What the exercise asks: Write out the full set of records below exactly.

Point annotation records
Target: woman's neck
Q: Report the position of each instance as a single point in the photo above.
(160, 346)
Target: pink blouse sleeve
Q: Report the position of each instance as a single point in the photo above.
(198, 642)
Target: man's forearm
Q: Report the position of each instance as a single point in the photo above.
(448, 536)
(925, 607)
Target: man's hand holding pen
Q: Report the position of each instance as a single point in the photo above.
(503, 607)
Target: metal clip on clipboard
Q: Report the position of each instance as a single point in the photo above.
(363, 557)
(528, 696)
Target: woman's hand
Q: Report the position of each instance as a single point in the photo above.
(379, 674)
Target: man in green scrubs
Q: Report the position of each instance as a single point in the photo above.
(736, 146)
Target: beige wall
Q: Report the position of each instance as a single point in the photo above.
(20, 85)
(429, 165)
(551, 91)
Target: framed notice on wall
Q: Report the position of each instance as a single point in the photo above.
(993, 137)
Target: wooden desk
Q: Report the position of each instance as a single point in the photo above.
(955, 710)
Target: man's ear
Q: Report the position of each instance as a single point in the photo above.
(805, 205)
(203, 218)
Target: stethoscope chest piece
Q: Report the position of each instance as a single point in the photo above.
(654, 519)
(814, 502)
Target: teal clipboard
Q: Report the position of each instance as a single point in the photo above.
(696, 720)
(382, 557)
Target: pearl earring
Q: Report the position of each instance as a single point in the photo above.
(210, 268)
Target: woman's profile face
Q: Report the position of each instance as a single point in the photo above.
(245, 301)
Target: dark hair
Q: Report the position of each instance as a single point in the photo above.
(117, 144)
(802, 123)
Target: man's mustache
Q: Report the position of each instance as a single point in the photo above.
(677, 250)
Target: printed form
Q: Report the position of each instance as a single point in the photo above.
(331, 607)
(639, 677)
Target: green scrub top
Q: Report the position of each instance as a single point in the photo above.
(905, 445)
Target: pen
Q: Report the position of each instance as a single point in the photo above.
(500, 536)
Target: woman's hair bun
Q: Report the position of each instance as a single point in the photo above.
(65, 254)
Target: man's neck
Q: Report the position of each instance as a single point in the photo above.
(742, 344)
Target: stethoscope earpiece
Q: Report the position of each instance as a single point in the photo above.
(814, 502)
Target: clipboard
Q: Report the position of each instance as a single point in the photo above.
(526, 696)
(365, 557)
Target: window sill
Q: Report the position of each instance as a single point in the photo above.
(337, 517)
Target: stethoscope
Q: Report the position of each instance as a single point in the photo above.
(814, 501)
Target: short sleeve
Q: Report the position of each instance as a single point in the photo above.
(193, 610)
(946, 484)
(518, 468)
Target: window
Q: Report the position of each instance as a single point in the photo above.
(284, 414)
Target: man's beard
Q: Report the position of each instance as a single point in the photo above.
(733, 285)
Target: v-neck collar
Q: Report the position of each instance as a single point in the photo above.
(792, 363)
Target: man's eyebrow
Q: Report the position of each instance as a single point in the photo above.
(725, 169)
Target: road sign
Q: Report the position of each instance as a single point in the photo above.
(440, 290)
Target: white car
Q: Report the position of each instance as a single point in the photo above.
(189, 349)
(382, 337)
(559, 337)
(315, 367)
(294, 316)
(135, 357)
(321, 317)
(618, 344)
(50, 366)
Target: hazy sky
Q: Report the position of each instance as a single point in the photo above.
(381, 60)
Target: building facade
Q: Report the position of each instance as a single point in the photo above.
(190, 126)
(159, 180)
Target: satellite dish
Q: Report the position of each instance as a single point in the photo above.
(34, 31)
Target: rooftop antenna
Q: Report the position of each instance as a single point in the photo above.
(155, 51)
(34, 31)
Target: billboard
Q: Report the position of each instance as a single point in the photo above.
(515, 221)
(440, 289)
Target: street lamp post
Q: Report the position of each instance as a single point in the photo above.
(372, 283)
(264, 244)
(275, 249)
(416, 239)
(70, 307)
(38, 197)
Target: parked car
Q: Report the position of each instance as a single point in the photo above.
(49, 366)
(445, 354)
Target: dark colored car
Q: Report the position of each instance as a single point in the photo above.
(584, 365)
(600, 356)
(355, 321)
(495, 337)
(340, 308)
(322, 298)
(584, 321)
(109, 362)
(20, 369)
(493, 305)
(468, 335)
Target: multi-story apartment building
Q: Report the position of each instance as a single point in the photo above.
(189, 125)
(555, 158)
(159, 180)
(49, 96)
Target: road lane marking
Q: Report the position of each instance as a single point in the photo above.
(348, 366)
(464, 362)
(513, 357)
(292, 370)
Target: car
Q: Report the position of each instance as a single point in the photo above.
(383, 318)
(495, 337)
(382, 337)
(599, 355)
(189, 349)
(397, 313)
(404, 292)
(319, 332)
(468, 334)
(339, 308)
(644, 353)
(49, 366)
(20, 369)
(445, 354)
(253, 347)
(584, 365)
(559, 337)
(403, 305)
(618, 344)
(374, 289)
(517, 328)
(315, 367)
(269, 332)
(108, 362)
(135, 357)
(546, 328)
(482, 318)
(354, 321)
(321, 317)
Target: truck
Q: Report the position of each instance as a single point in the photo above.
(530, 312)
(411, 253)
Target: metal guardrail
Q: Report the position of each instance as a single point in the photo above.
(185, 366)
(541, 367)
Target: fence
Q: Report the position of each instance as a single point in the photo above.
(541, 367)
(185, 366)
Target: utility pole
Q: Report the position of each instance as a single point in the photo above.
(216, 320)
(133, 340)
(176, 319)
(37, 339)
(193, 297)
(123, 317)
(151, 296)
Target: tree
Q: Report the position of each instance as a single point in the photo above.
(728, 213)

Exercise answer:
Target: woman's neck
Q: Report the position of each instance as a single point in the photo above.
(160, 346)
Target: pink blouse sleeve
Q: Report the position of each instance as a single point in the photo above.
(198, 642)
Target: man's forearm
Q: Report the position of each instance as a single point in the photo above.
(448, 536)
(925, 607)
Target: man's hand holding pen
Q: Report the position of each instance as a single point in the photo above.
(503, 607)
Target: metal clip on clipboard
Q: Report the position of each instance as a single point in the photo above.
(363, 557)
(528, 696)
Target: woman's hand
Q: Report the position of each instance as a single point in the photo above.
(379, 674)
Target: man in green scrubs
Q: Report the position of each instance as a single point in the photo above.
(736, 146)
Target: beige wall
Q: Report the position of each instance as a single point in the photo above.
(20, 85)
(429, 165)
(551, 91)
Target: framed notice on wall
Q: Report the position of each instance as a single point in the photo above.
(993, 137)
Target: wooden desk
Q: Report the position of each instance as a single point in the photo above.
(955, 710)
Target: man's ear
Q: Report the position of each instance as a single point in the photo above.
(805, 205)
(203, 218)
Target: stethoscope chest piece
Q: Report the position of each instance as a single point in the photo above.
(654, 519)
(814, 502)
Target: teal clipboard
Q: Report the position of each instance as a single point in the photo above.
(696, 720)
(382, 557)
Target: pearl earring
Q: Report the position of each instance as a single point in the photo above.
(210, 268)
Target: woman's profile face
Q: Report the position of each instance as a single point in the photo above.
(245, 301)
Target: dark hair
Q: Report the position of each instance as a single point in the photo above.
(117, 144)
(802, 123)
Target: man's mustache
Q: Report the position of each instance as a single point in the photo above.
(677, 250)
Target: printed form
Q: Report the position of each instance as a single point in the photo above.
(331, 607)
(639, 677)
Target: green scrub top
Q: Report the position of each instance as a single point in the photo above.
(905, 445)
Target: pen
Q: Report the position of each instance as a single point in the photo above.
(500, 536)
Target: woman's hair bun
Q: Report the position of each instance as a single point in the photo above.
(65, 254)
Target: man's neck
Q: Report the position of each instance as a single point in the photo above.
(742, 344)
Target: stethoscope earpiece
Q: Report the position of each instance as a single point in the photo above.
(814, 502)
Target: clipboard
Q: Report the position of each instance as a single point in the photo above.
(526, 696)
(365, 557)
Target: window sill
Q: Report the position of each instance as a single point in the photo above.
(337, 517)
Target: stethoscope
Q: Report the position of each instance as a single point in the photo above.
(814, 501)
Target: short sleeve
Q: Report the position of each instance as a single point in the photo above.
(193, 610)
(946, 484)
(518, 468)
Target: window
Q: Report the position of each instance as a single point in the photo above.
(284, 414)
Target: man's beard
Q: Report the position of each instance as a single point in the photo above.
(733, 285)
Target: v-neck collar
Q: Report the position of each instance as a single point in the photo above.
(792, 363)
Target: man's eyebrow
Q: Report the position of each instance as a single point in the photo above.
(725, 169)
Target: road sign
Q: Report the position of each instance as a single point in the photo above.
(440, 290)
Target: white car
Q: Report the position of each instance as a single point in the photo above.
(189, 349)
(382, 337)
(559, 337)
(315, 367)
(294, 316)
(135, 357)
(321, 317)
(618, 344)
(50, 366)
Target: hazy sky
Q: Report the position of each instance as a single point in the photo above.
(381, 60)
Target: building facade
Q: Report the position of each instance as a single point in the photo above.
(190, 126)
(159, 180)
Target: satellite dish
Q: Report the position of each instance as a single point in the photo above.
(34, 31)
Target: rooftop antenna
Q: Report the position of each instance as a single point in the photo above.
(155, 51)
(34, 31)
Target: billboard
Q: Report the position of each instance as a single point in the photo above.
(515, 221)
(440, 289)
Target: street lamp post
Q: Report the position of each instance as a single point in the photo above.
(372, 283)
(264, 244)
(275, 249)
(416, 239)
(70, 307)
(38, 197)
Target: parked car
Q: Report the position of each instance as a single point in the photo above.
(49, 366)
(445, 354)
Target: dark colored car
Q: Report the position of each instance as a single point in the photo above.
(584, 365)
(600, 356)
(355, 321)
(495, 337)
(340, 308)
(322, 298)
(584, 321)
(109, 362)
(20, 369)
(493, 305)
(468, 335)
Target: multi-story apartment building
Q: Report the position of each instance as a single point in the photo above.
(189, 125)
(555, 158)
(159, 180)
(49, 96)
Target: road lane marking
Q: Report the position of each instance as a single point in the photo above.
(348, 366)
(464, 362)
(513, 357)
(292, 370)
Target: car
Q: Report the position of each instance as a single point in the photo above.
(383, 318)
(495, 337)
(382, 337)
(599, 355)
(189, 349)
(397, 313)
(404, 292)
(319, 332)
(468, 334)
(339, 308)
(644, 353)
(49, 366)
(20, 369)
(445, 354)
(253, 347)
(584, 365)
(559, 337)
(403, 305)
(618, 344)
(374, 289)
(517, 328)
(315, 367)
(269, 332)
(108, 362)
(135, 357)
(546, 328)
(482, 318)
(354, 321)
(321, 317)
Target: truck
Q: Report the position of each instance as a single point in the photo above.
(530, 312)
(411, 253)
Target: metal guardrail
Q: Report the position of each instance as a single point in the photo above.
(185, 366)
(541, 367)
Target: fence
Q: Report the position of each instance as a single point in the photo above.
(541, 367)
(185, 366)
Target: utility pole
Q: Report the position of each instance as a single point in the photo above.
(216, 320)
(133, 340)
(176, 319)
(37, 339)
(193, 297)
(123, 317)
(151, 296)
Target: tree
Q: Report the position of each instance as a single point in the photo above.
(728, 213)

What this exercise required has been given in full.